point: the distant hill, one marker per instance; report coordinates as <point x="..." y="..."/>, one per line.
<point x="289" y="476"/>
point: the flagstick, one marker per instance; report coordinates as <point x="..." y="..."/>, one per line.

==================================================

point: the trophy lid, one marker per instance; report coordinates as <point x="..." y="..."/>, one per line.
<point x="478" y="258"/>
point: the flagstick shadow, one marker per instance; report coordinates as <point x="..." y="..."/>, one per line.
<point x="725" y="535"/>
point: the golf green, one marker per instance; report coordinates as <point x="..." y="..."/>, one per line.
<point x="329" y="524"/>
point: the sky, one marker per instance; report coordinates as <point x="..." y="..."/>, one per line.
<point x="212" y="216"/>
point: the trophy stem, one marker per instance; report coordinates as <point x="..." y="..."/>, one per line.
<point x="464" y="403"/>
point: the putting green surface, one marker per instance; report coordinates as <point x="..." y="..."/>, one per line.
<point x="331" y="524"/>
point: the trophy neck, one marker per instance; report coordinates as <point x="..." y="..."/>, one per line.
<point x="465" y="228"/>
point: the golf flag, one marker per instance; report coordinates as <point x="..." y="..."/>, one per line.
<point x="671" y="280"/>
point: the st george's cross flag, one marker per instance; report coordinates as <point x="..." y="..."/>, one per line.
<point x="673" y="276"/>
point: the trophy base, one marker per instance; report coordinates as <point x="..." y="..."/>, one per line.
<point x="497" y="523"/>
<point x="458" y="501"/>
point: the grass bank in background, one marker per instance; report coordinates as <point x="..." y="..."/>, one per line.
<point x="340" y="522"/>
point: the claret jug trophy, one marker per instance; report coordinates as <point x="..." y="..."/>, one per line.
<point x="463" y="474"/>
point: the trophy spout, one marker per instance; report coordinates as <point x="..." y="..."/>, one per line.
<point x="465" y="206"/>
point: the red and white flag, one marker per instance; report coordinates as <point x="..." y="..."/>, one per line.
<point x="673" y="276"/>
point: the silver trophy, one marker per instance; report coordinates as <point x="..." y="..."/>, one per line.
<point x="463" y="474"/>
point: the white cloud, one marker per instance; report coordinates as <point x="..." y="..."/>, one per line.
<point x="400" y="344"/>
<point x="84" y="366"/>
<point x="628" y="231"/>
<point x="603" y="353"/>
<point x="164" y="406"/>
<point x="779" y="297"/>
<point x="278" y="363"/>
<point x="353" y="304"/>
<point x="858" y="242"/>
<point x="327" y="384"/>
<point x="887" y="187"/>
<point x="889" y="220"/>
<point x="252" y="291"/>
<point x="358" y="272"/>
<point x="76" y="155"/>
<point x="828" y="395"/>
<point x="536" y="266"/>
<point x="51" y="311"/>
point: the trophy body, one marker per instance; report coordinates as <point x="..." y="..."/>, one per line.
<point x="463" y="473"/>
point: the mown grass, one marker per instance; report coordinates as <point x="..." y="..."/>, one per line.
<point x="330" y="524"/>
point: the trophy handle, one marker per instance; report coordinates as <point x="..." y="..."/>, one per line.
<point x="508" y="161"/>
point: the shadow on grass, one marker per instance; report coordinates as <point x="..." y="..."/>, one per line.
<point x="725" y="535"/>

==================================================

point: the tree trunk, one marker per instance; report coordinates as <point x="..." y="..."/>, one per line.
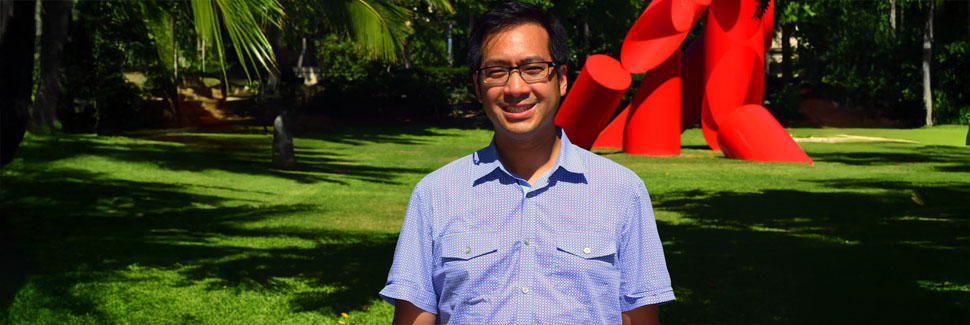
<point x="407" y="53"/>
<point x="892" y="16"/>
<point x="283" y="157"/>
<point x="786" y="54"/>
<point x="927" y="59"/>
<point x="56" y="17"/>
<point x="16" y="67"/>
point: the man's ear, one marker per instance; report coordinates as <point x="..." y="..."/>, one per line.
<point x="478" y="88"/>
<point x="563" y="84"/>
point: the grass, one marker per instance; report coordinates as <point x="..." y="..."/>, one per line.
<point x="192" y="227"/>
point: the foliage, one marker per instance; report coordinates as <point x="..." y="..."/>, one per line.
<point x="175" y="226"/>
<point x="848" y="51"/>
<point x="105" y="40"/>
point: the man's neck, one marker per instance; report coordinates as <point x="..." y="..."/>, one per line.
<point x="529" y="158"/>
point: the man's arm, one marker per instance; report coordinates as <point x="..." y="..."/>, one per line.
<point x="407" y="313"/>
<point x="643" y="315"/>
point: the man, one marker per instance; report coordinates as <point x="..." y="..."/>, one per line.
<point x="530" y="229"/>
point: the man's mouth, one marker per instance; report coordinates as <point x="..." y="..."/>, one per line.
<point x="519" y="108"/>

==================================================

Pick out every row above that contains the word "grass", matching case exactly, and copy each of those rows in full.

▶ SOLUTION TO THIS TASK
point: the grass bank in background, one marker per instance; report coordinates as <point x="..." y="..."/>, one per line.
point: the mown grass, one marker per instance; report coordinates as <point x="..." y="..."/>, one per line.
point: the shadow on grass, one marker per instance; report coordinates as <point x="..." y="..."/>, one per line.
point: the grass, one marker per instance; report coordinates as <point x="..." y="..."/>, one per line.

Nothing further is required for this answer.